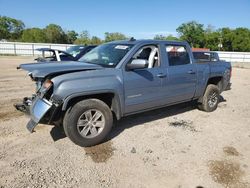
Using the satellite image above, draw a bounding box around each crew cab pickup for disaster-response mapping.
[15,40,232,147]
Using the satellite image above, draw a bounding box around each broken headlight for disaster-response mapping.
[38,79,53,99]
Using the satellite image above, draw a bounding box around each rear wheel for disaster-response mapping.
[198,84,220,112]
[63,99,113,147]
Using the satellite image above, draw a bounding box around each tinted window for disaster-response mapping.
[193,52,219,62]
[193,52,210,61]
[166,45,190,66]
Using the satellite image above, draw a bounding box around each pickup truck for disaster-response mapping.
[14,39,232,147]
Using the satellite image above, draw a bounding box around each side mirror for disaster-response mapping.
[126,59,148,70]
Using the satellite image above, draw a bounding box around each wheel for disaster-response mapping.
[63,99,113,147]
[198,84,220,112]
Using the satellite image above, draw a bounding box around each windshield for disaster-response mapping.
[66,46,85,57]
[79,43,134,67]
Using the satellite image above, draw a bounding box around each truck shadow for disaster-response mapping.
[50,96,226,143]
[107,96,226,141]
[106,101,197,142]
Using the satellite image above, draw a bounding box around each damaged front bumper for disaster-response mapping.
[14,96,52,132]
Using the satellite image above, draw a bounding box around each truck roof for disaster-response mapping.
[108,39,189,46]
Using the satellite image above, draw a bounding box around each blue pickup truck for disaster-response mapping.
[15,39,232,147]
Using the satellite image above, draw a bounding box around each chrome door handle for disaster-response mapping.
[157,73,167,78]
[187,70,196,74]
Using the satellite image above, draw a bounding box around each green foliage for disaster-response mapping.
[44,24,67,44]
[220,28,234,51]
[66,30,78,44]
[154,34,166,40]
[165,35,179,41]
[74,30,90,44]
[204,31,220,51]
[0,16,24,40]
[231,28,250,51]
[90,36,102,45]
[74,31,103,45]
[1,16,250,52]
[104,32,127,42]
[176,21,205,48]
[21,28,47,43]
[154,34,179,41]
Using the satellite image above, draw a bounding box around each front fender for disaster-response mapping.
[61,90,123,120]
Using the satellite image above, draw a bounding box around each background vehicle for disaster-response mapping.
[193,51,220,62]
[15,40,232,147]
[35,45,97,62]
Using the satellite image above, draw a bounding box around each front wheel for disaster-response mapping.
[198,84,220,112]
[63,99,113,147]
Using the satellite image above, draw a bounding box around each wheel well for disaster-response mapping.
[64,93,121,120]
[198,76,223,103]
[207,76,223,88]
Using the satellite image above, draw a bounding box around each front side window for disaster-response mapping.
[131,45,160,68]
[79,43,134,67]
[166,45,190,66]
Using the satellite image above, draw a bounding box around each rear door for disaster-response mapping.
[163,44,197,103]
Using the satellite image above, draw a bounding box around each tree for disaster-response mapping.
[176,21,205,47]
[21,28,47,43]
[154,34,166,40]
[165,35,179,41]
[231,28,250,52]
[204,31,220,50]
[104,32,127,42]
[66,30,78,44]
[220,28,234,51]
[154,34,179,41]
[0,16,25,40]
[90,36,102,45]
[44,24,67,43]
[74,30,90,44]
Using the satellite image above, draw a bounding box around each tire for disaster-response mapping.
[198,84,220,112]
[63,99,113,147]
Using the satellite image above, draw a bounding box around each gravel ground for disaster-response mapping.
[0,57,250,188]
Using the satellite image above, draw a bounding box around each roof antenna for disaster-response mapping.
[129,37,136,41]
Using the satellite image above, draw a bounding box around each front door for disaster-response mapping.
[123,45,166,114]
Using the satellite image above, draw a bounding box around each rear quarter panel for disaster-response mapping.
[194,61,231,98]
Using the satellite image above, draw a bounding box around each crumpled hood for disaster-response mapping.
[18,61,103,78]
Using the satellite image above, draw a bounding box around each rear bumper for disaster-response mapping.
[14,96,52,132]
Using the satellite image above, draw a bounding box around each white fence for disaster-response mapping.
[0,42,74,56]
[1,42,250,63]
[215,51,250,63]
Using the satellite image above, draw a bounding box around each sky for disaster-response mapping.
[0,0,250,39]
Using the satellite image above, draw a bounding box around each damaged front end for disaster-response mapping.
[14,97,33,115]
[14,61,102,133]
[14,79,58,133]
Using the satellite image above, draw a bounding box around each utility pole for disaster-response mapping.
[218,33,223,51]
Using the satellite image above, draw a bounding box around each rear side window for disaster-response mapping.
[166,45,190,66]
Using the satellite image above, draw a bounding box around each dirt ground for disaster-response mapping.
[0,57,250,188]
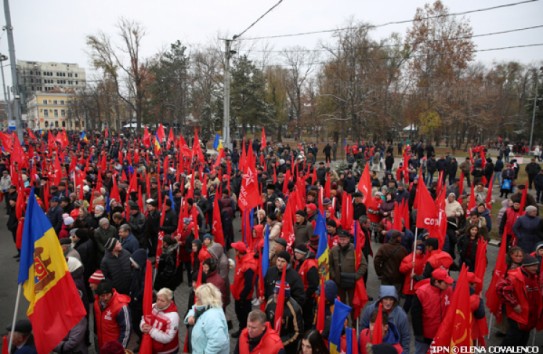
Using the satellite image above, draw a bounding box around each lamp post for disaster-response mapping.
[0,54,12,124]
[529,67,543,151]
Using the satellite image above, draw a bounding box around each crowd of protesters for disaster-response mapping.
[2,128,543,354]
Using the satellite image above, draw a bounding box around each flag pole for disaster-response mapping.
[8,284,23,350]
[486,316,493,341]
[410,228,419,290]
[532,329,536,346]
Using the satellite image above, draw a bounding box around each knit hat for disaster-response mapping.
[104,237,118,252]
[276,250,291,263]
[6,319,32,334]
[89,270,105,285]
[525,205,537,213]
[294,244,308,255]
[95,280,114,295]
[63,216,74,226]
[309,234,320,247]
[59,238,72,245]
[274,281,291,298]
[324,279,338,303]
[425,238,439,249]
[274,238,287,248]
[522,255,539,267]
[295,210,307,218]
[326,219,337,228]
[202,233,213,241]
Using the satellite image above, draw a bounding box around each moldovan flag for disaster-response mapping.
[329,299,352,354]
[431,265,472,351]
[18,189,86,354]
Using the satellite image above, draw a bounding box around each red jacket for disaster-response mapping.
[298,258,318,291]
[399,252,426,295]
[94,290,131,349]
[232,252,257,300]
[501,268,543,330]
[415,282,453,339]
[504,207,520,237]
[238,322,284,354]
[148,301,179,353]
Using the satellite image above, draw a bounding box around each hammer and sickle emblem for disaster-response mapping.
[450,309,469,346]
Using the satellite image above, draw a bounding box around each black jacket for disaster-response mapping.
[100,249,133,295]
[264,266,306,306]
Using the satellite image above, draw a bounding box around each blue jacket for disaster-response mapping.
[359,286,410,354]
[185,306,230,354]
[513,215,543,254]
[121,234,140,254]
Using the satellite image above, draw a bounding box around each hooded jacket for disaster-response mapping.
[359,286,411,354]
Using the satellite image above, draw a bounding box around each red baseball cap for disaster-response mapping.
[432,268,453,284]
[231,242,247,253]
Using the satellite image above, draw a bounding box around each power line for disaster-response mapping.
[233,0,284,40]
[237,24,543,54]
[239,0,538,41]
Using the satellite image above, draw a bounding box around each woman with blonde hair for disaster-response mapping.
[140,287,179,354]
[185,283,229,354]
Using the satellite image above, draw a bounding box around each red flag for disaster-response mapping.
[143,127,151,148]
[467,183,476,215]
[340,192,353,231]
[415,177,440,236]
[352,221,369,318]
[166,128,175,150]
[392,202,402,231]
[280,198,295,248]
[274,266,287,334]
[237,157,261,211]
[431,265,472,350]
[211,196,225,246]
[282,170,291,196]
[2,335,8,354]
[486,230,508,321]
[357,163,372,204]
[192,129,205,163]
[371,302,384,344]
[261,128,267,149]
[485,174,494,209]
[316,278,326,332]
[139,259,153,354]
[156,123,166,143]
[474,238,487,295]
[324,172,331,199]
[519,185,528,215]
[110,176,121,204]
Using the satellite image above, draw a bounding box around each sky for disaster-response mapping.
[0,0,542,85]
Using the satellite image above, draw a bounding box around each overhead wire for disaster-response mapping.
[238,0,538,41]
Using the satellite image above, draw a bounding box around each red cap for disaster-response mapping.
[467,272,481,285]
[306,203,317,212]
[231,242,247,253]
[432,268,453,284]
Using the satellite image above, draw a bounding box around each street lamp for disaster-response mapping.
[529,66,543,151]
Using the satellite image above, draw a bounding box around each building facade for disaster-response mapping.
[26,92,85,131]
[16,60,86,104]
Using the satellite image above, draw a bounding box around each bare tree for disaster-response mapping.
[86,18,150,132]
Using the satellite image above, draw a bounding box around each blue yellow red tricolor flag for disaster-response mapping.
[18,188,86,354]
[329,299,351,354]
[315,212,329,280]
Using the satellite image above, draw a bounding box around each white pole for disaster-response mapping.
[486,315,493,341]
[410,228,419,290]
[532,329,536,346]
[8,284,23,351]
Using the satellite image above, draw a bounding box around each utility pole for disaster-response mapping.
[223,39,232,150]
[3,0,23,141]
[0,54,12,125]
[529,67,543,151]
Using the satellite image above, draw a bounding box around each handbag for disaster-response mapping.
[501,179,511,190]
[339,272,356,289]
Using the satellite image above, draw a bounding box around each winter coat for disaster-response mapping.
[329,243,367,288]
[185,306,230,354]
[513,215,543,254]
[264,266,306,307]
[294,222,313,248]
[101,249,133,295]
[373,237,408,285]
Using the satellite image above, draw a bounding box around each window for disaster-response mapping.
[53,100,58,105]
[60,100,64,105]
[30,70,33,75]
[62,121,65,127]
[75,81,78,85]
[43,99,48,104]
[44,110,48,117]
[75,74,78,78]
[54,109,58,117]
[44,121,49,128]
[61,110,65,117]
[55,121,59,128]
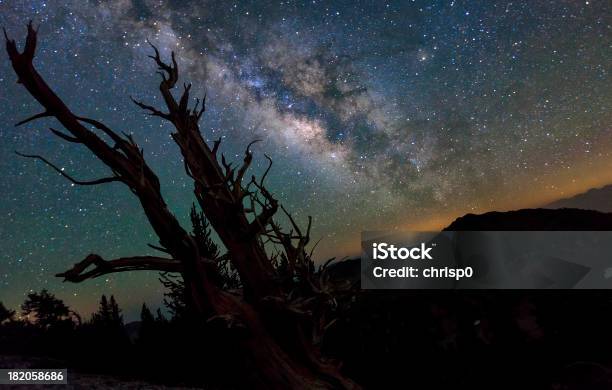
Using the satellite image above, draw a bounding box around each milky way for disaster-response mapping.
[0,0,609,319]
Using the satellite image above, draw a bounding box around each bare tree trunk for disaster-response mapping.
[5,23,358,389]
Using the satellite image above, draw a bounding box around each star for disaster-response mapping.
[0,0,608,320]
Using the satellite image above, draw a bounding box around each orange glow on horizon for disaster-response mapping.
[313,155,612,262]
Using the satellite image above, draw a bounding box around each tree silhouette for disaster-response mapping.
[84,294,130,367]
[137,303,157,346]
[140,303,155,325]
[91,295,123,328]
[160,204,241,321]
[5,23,356,388]
[109,295,123,326]
[0,302,15,323]
[190,204,240,289]
[91,295,111,325]
[21,289,70,328]
[159,272,188,321]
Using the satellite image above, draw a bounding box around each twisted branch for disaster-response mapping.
[56,254,181,282]
[15,151,121,186]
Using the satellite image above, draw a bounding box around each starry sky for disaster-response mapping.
[0,0,609,320]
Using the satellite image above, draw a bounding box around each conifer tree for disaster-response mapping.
[140,303,154,325]
[21,290,70,328]
[109,295,123,326]
[7,24,358,388]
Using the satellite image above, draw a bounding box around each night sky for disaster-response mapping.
[0,1,609,320]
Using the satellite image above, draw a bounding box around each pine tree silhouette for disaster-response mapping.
[21,289,70,328]
[91,295,111,326]
[140,303,154,324]
[160,204,241,322]
[109,295,123,326]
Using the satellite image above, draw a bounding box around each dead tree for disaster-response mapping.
[5,23,358,389]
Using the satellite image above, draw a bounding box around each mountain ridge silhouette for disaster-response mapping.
[328,207,612,281]
[444,207,612,231]
[543,184,612,212]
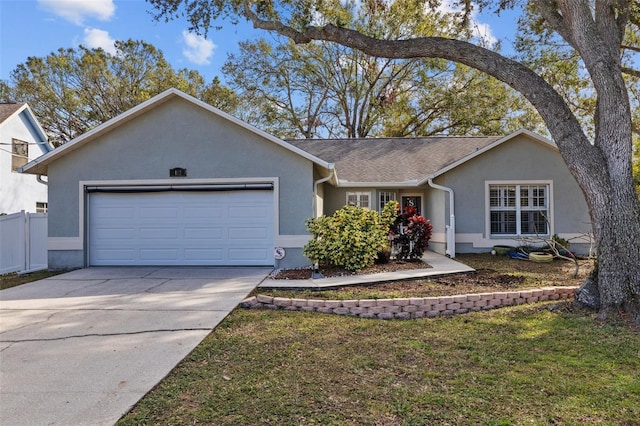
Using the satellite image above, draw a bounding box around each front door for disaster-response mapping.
[401,196,422,215]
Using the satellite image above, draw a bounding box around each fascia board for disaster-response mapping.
[417,129,558,185]
[22,104,52,152]
[335,181,421,188]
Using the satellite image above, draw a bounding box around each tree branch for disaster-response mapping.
[622,66,640,78]
[243,3,606,171]
[621,43,640,53]
[532,0,575,48]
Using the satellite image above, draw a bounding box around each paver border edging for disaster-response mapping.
[240,286,579,319]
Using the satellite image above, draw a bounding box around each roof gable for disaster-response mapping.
[423,129,557,183]
[288,130,557,186]
[0,103,51,155]
[20,89,333,175]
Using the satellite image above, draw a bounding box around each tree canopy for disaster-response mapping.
[221,0,542,138]
[1,39,239,146]
[149,0,640,322]
[224,37,543,139]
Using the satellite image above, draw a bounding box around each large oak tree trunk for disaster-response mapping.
[576,179,640,322]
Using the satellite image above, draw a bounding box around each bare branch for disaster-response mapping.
[622,66,640,77]
[621,43,640,53]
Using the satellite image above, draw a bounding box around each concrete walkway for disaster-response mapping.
[260,251,474,289]
[0,267,270,426]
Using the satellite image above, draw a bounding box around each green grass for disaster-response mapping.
[0,269,64,290]
[118,304,639,425]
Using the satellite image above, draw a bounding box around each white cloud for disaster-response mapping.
[435,0,497,47]
[39,0,115,25]
[83,28,117,55]
[472,22,497,47]
[181,30,216,65]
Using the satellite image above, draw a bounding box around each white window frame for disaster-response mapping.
[36,202,48,213]
[346,191,371,209]
[485,181,553,238]
[378,191,396,212]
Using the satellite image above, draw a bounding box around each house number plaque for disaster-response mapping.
[170,167,187,177]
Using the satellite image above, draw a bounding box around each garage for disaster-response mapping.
[20,89,333,271]
[87,187,274,266]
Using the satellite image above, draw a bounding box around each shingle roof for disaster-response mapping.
[287,136,503,184]
[0,103,26,124]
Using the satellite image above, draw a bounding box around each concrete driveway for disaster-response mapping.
[0,266,270,426]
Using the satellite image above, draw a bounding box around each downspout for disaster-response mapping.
[312,163,335,218]
[310,164,335,278]
[428,178,456,258]
[36,175,48,185]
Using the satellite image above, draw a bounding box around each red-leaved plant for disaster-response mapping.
[390,205,433,261]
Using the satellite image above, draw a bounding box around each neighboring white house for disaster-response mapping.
[0,103,52,214]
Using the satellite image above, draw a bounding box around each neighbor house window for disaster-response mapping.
[346,192,371,208]
[36,202,48,213]
[489,183,550,236]
[379,191,396,212]
[12,139,28,172]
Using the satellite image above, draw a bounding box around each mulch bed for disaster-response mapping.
[269,260,431,280]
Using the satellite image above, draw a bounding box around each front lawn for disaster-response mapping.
[118,306,638,425]
[118,255,638,425]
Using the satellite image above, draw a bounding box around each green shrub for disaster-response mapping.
[380,200,400,228]
[551,234,569,248]
[304,205,390,272]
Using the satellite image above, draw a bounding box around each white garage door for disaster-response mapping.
[88,190,274,266]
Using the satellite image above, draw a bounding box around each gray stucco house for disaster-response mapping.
[21,89,592,270]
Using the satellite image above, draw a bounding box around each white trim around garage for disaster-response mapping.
[78,178,281,247]
[70,178,283,266]
[275,235,311,248]
[48,237,83,251]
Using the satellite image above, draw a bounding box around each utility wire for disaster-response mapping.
[0,141,51,146]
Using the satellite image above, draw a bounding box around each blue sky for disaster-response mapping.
[0,0,519,85]
[0,0,263,83]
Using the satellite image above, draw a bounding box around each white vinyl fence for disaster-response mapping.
[0,211,47,274]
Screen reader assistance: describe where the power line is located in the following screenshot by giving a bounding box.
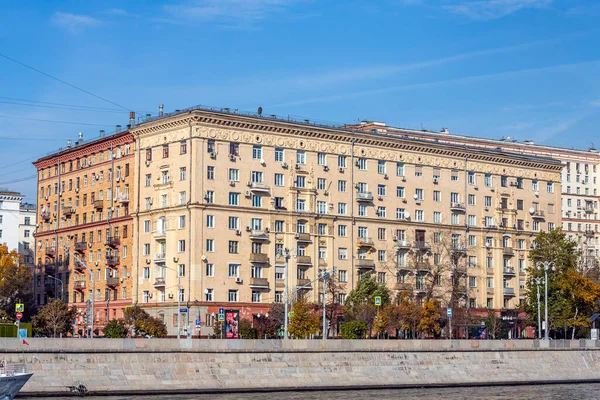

**TO DO**
Starting at the line that contains "vinyl fence for disaster-response mapping.", retype every line through the end of the material exactly as written, including both end lines but no pictures.

**RESULT OF THE TASK**
Using the satellite image above, draw a bounding box around each white vinyl fence for disaster-response mapping.
[0,211,47,274]
Screen reader assistance: describe where the power line is located in the following screenshot by giving a bounding box.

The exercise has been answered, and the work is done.